start Data provided

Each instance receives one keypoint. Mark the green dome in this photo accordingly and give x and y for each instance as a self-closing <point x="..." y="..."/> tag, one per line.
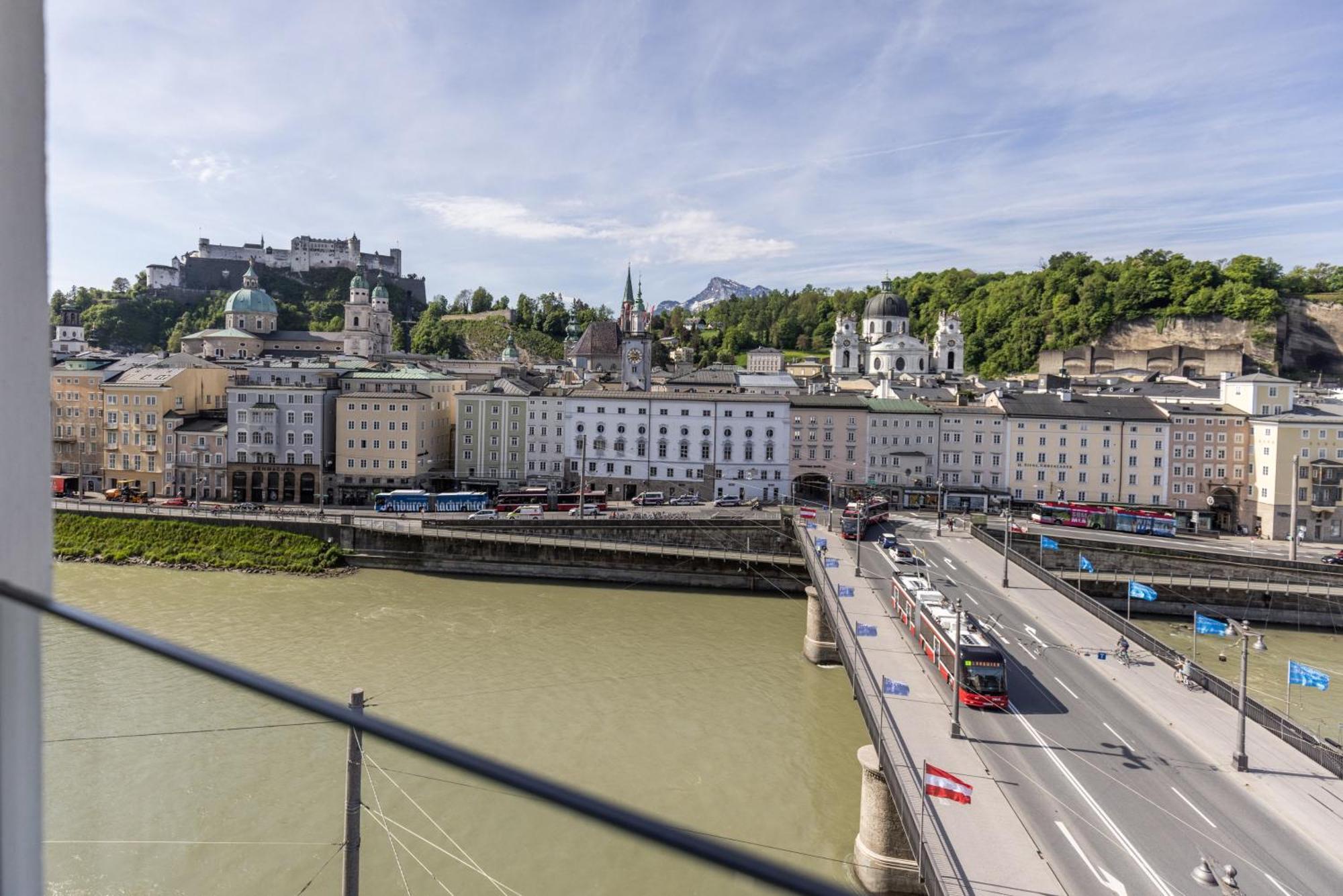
<point x="254" y="301"/>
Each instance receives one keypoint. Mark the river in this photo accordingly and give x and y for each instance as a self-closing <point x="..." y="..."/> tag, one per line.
<point x="694" y="706"/>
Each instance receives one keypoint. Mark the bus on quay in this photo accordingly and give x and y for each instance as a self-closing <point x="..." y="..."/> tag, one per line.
<point x="1118" y="519"/>
<point x="982" y="677"/>
<point x="878" y="511"/>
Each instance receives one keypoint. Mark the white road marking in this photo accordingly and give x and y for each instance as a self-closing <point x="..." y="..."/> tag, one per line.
<point x="1091" y="801"/>
<point x="1285" y="890"/>
<point x="1118" y="736"/>
<point x="1193" y="807"/>
<point x="1102" y="875"/>
<point x="1068" y="689"/>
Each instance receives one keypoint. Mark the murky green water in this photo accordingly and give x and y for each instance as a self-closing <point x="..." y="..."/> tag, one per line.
<point x="694" y="706"/>
<point x="1322" y="711"/>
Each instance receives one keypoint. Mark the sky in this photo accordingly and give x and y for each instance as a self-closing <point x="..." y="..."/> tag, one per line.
<point x="534" y="146"/>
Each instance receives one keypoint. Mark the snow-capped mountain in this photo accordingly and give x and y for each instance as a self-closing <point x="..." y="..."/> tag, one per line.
<point x="718" y="290"/>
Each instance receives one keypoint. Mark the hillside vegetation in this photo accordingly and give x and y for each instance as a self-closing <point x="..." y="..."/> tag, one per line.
<point x="119" y="540"/>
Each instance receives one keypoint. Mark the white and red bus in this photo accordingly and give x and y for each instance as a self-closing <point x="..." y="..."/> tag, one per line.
<point x="982" y="678"/>
<point x="878" y="511"/>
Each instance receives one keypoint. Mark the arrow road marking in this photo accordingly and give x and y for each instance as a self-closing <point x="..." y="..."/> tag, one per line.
<point x="1195" y="808"/>
<point x="1095" y="807"/>
<point x="1106" y="879"/>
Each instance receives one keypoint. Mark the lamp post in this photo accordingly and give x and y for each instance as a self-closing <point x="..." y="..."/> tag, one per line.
<point x="1244" y="632"/>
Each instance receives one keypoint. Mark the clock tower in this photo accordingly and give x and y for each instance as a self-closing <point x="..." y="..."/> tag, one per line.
<point x="636" y="342"/>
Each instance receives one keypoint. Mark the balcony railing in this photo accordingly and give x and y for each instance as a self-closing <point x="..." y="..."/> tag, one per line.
<point x="171" y="769"/>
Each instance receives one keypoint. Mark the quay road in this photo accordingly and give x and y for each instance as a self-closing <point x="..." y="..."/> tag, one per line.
<point x="1121" y="775"/>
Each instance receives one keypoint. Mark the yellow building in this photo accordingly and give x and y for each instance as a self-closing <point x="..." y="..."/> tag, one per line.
<point x="77" y="440"/>
<point x="135" y="405"/>
<point x="394" y="430"/>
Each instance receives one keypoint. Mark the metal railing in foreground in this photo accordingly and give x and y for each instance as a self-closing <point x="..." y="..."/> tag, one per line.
<point x="1272" y="721"/>
<point x="612" y="815"/>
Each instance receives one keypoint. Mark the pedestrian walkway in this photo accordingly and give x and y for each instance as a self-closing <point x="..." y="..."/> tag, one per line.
<point x="978" y="848"/>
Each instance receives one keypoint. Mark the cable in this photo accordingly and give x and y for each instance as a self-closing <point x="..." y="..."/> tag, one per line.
<point x="304" y="889"/>
<point x="471" y="862"/>
<point x="402" y="871"/>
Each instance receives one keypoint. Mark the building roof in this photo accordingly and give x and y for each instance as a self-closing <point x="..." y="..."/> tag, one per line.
<point x="824" y="400"/>
<point x="1082" y="407"/>
<point x="898" y="405"/>
<point x="601" y="337"/>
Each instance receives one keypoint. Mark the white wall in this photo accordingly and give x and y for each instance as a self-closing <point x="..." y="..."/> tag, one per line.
<point x="25" y="534"/>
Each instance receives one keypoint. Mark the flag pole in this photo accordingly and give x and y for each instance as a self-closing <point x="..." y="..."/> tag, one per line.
<point x="923" y="809"/>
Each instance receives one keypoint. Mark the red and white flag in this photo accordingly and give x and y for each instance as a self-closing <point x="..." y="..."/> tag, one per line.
<point x="949" y="787"/>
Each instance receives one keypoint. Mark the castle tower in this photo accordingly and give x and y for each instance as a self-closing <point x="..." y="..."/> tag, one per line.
<point x="359" y="325"/>
<point x="949" y="346"/>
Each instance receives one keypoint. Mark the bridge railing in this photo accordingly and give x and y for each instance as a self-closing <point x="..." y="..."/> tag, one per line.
<point x="1275" y="722"/>
<point x="938" y="866"/>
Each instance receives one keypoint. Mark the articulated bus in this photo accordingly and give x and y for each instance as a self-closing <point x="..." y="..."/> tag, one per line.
<point x="1119" y="519"/>
<point x="417" y="501"/>
<point x="878" y="511"/>
<point x="982" y="678"/>
<point x="511" y="501"/>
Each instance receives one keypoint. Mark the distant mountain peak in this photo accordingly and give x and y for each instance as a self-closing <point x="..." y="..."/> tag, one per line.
<point x="718" y="290"/>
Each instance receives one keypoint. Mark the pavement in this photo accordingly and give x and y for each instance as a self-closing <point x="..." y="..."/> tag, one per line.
<point x="1122" y="777"/>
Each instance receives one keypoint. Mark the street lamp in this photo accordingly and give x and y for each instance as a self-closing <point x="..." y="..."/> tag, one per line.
<point x="1244" y="632"/>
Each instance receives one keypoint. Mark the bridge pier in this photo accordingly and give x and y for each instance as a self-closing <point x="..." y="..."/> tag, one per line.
<point x="884" y="862"/>
<point x="819" y="644"/>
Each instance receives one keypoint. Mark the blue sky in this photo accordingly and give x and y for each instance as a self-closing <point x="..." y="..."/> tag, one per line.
<point x="532" y="146"/>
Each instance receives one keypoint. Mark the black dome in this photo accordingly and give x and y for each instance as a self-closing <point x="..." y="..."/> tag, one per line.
<point x="887" y="305"/>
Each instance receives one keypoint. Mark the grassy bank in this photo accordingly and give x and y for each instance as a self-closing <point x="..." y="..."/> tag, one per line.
<point x="181" y="544"/>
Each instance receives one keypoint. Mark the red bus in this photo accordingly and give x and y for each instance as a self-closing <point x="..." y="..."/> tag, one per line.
<point x="1119" y="519"/>
<point x="982" y="681"/>
<point x="878" y="511"/>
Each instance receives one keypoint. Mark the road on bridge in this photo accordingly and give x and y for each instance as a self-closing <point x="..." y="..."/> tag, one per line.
<point x="1123" y="779"/>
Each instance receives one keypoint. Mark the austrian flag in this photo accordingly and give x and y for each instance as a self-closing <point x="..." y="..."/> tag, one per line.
<point x="949" y="787"/>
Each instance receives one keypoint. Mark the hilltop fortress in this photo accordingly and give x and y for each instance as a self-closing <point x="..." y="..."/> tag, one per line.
<point x="214" y="266"/>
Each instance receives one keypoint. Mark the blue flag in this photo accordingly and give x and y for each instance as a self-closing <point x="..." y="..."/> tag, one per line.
<point x="1208" y="626"/>
<point x="898" y="689"/>
<point x="1142" y="592"/>
<point x="1302" y="674"/>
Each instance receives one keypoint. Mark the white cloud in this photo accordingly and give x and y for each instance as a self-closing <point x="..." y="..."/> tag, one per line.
<point x="690" y="236"/>
<point x="206" y="168"/>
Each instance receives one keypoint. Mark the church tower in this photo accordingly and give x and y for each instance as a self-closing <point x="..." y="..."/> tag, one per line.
<point x="359" y="314"/>
<point x="636" y="342"/>
<point x="949" y="346"/>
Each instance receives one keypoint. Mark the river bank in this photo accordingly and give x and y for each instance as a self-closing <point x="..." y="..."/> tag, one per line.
<point x="190" y="546"/>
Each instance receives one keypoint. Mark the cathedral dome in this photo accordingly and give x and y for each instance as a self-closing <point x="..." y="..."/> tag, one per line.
<point x="254" y="301"/>
<point x="887" y="305"/>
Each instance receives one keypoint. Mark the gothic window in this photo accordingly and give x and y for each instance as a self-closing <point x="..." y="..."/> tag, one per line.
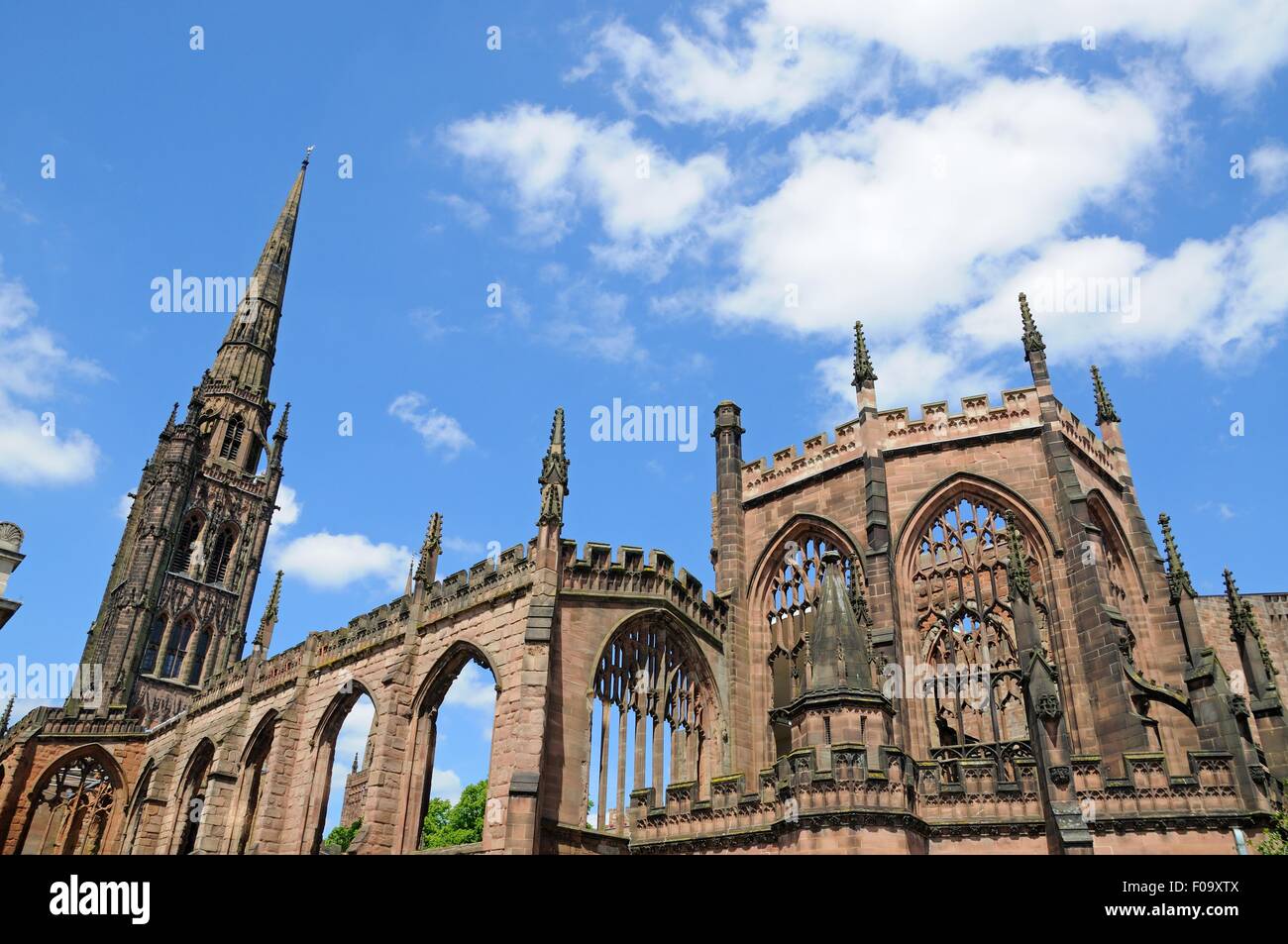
<point x="188" y="535"/>
<point x="217" y="566"/>
<point x="198" y="660"/>
<point x="154" y="646"/>
<point x="192" y="797"/>
<point x="233" y="433"/>
<point x="973" y="689"/>
<point x="789" y="610"/>
<point x="649" y="720"/>
<point x="176" y="648"/>
<point x="71" y="810"/>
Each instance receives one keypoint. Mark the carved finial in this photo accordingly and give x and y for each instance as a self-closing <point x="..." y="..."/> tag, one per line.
<point x="168" y="424"/>
<point x="1031" y="338"/>
<point x="863" y="369"/>
<point x="281" y="424"/>
<point x="858" y="600"/>
<point x="269" y="620"/>
<point x="554" y="475"/>
<point x="1017" y="561"/>
<point x="1106" y="411"/>
<point x="1237" y="608"/>
<point x="1177" y="577"/>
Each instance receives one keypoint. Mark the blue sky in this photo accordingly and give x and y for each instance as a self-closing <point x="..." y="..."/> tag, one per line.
<point x="644" y="184"/>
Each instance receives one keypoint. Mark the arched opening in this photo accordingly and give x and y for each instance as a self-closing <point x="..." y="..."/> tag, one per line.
<point x="651" y="706"/>
<point x="452" y="751"/>
<point x="233" y="433"/>
<point x="72" y="806"/>
<point x="153" y="648"/>
<point x="192" y="798"/>
<point x="198" y="657"/>
<point x="789" y="596"/>
<point x="254" y="781"/>
<point x="183" y="548"/>
<point x="217" y="566"/>
<point x="134" y="820"/>
<point x="973" y="695"/>
<point x="176" y="647"/>
<point x="349" y="725"/>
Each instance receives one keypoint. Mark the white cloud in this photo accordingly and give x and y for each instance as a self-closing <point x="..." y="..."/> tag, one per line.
<point x="35" y="450"/>
<point x="446" y="785"/>
<point x="288" y="506"/>
<point x="1267" y="166"/>
<point x="333" y="562"/>
<point x="438" y="430"/>
<point x="555" y="161"/>
<point x="903" y="217"/>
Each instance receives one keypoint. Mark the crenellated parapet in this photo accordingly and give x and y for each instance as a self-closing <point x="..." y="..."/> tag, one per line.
<point x="1089" y="443"/>
<point x="820" y="454"/>
<point x="1019" y="410"/>
<point x="626" y="572"/>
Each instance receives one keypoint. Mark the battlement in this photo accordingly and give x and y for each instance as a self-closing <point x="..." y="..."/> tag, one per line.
<point x="1019" y="408"/>
<point x="1087" y="442"/>
<point x="625" y="571"/>
<point x="819" y="452"/>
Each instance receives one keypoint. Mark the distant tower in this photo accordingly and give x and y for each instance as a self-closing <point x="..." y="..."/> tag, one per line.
<point x="178" y="597"/>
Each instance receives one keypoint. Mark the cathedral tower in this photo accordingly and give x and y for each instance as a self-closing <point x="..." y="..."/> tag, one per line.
<point x="175" y="608"/>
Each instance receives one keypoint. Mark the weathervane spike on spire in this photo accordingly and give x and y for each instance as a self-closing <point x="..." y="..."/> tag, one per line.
<point x="554" y="474"/>
<point x="269" y="620"/>
<point x="1177" y="577"/>
<point x="1106" y="411"/>
<point x="863" y="369"/>
<point x="1031" y="338"/>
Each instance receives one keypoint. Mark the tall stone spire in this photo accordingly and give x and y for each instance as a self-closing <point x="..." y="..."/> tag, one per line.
<point x="1017" y="562"/>
<point x="429" y="550"/>
<point x="838" y="644"/>
<point x="1106" y="411"/>
<point x="245" y="359"/>
<point x="1177" y="577"/>
<point x="265" y="636"/>
<point x="554" y="475"/>
<point x="1031" y="338"/>
<point x="863" y="369"/>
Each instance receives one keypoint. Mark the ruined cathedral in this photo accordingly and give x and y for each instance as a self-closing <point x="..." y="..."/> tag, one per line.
<point x="949" y="634"/>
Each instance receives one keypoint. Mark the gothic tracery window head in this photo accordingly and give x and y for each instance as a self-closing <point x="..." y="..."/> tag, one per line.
<point x="651" y="715"/>
<point x="220" y="553"/>
<point x="233" y="432"/>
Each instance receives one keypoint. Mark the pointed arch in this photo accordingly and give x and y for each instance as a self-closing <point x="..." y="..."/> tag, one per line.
<point x="75" y="805"/>
<point x="322" y="746"/>
<point x="191" y="797"/>
<point x="657" y="703"/>
<point x="424" y="734"/>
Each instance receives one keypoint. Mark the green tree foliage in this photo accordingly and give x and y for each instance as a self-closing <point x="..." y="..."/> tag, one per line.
<point x="342" y="836"/>
<point x="451" y="826"/>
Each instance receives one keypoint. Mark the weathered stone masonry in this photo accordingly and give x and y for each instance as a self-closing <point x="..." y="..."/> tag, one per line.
<point x="953" y="634"/>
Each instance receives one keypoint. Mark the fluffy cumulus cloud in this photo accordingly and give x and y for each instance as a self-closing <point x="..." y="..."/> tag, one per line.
<point x="37" y="449"/>
<point x="333" y="562"/>
<point x="903" y="215"/>
<point x="769" y="62"/>
<point x="441" y="433"/>
<point x="555" y="161"/>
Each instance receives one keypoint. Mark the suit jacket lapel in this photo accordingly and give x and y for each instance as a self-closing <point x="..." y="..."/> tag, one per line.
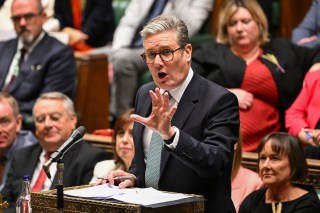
<point x="8" y="54"/>
<point x="31" y="64"/>
<point x="186" y="105"/>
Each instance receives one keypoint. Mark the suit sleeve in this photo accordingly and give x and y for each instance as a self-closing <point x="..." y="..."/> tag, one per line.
<point x="212" y="152"/>
<point x="308" y="27"/>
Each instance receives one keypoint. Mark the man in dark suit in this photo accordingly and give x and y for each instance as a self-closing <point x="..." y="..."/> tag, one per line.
<point x="198" y="126"/>
<point x="12" y="137"/>
<point x="96" y="24"/>
<point x="47" y="65"/>
<point x="55" y="121"/>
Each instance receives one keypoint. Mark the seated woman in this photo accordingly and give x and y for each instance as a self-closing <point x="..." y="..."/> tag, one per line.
<point x="123" y="149"/>
<point x="243" y="180"/>
<point x="282" y="165"/>
<point x="265" y="75"/>
<point x="303" y="117"/>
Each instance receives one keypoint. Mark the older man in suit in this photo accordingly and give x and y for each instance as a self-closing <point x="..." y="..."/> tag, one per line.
<point x="183" y="143"/>
<point x="55" y="121"/>
<point x="88" y="23"/>
<point x="127" y="43"/>
<point x="34" y="62"/>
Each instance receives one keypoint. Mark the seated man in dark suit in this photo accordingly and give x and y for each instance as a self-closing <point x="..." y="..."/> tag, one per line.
<point x="55" y="121"/>
<point x="11" y="135"/>
<point x="88" y="23"/>
<point x="34" y="62"/>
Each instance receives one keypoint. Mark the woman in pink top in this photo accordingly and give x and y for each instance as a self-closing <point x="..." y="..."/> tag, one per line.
<point x="303" y="117"/>
<point x="243" y="181"/>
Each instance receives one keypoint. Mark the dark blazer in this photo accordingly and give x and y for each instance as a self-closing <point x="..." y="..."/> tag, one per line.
<point x="79" y="163"/>
<point x="217" y="63"/>
<point x="50" y="67"/>
<point x="98" y="20"/>
<point x="208" y="120"/>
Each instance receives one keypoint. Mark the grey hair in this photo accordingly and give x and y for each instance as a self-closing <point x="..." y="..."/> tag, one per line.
<point x="68" y="104"/>
<point x="167" y="23"/>
<point x="39" y="5"/>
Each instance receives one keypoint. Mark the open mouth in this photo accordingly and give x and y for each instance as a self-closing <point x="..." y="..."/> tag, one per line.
<point x="162" y="75"/>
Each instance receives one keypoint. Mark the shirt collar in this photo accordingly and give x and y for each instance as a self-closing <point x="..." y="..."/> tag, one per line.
<point x="177" y="92"/>
<point x="20" y="44"/>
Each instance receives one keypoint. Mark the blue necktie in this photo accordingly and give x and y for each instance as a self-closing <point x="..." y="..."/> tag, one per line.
<point x="153" y="161"/>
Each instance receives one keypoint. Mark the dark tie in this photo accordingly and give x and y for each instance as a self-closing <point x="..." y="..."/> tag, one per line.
<point x="1" y="166"/>
<point x="41" y="178"/>
<point x="153" y="161"/>
<point x="23" y="52"/>
<point x="152" y="174"/>
<point x="156" y="10"/>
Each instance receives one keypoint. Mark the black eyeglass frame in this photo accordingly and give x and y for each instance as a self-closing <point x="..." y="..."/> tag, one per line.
<point x="144" y="55"/>
<point x="28" y="17"/>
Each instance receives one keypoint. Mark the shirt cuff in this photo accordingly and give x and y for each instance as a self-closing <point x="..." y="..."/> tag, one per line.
<point x="174" y="143"/>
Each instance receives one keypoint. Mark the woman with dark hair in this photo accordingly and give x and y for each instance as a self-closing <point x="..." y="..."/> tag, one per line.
<point x="282" y="167"/>
<point x="265" y="74"/>
<point x="123" y="148"/>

end Data provided

What you should do
Make an exact copy of every line from the one with "Each instance receives one keypoint. Mark the shirt cuff" to the end of the data, with the first and last of those lines included.

Worked answer
Each instance receives one keypoint. Mark the shirt cuff in this photo accordingly and give x and y for each instance as a self-closing <point x="..." y="..."/> tag, one per line.
<point x="174" y="143"/>
Each instance receives one keypoint. Mark the woman with dark hair in this photo accordingly and give x and y for each instance as a self-closing <point x="..." y="..."/> tag, one per line.
<point x="282" y="167"/>
<point x="265" y="74"/>
<point x="123" y="148"/>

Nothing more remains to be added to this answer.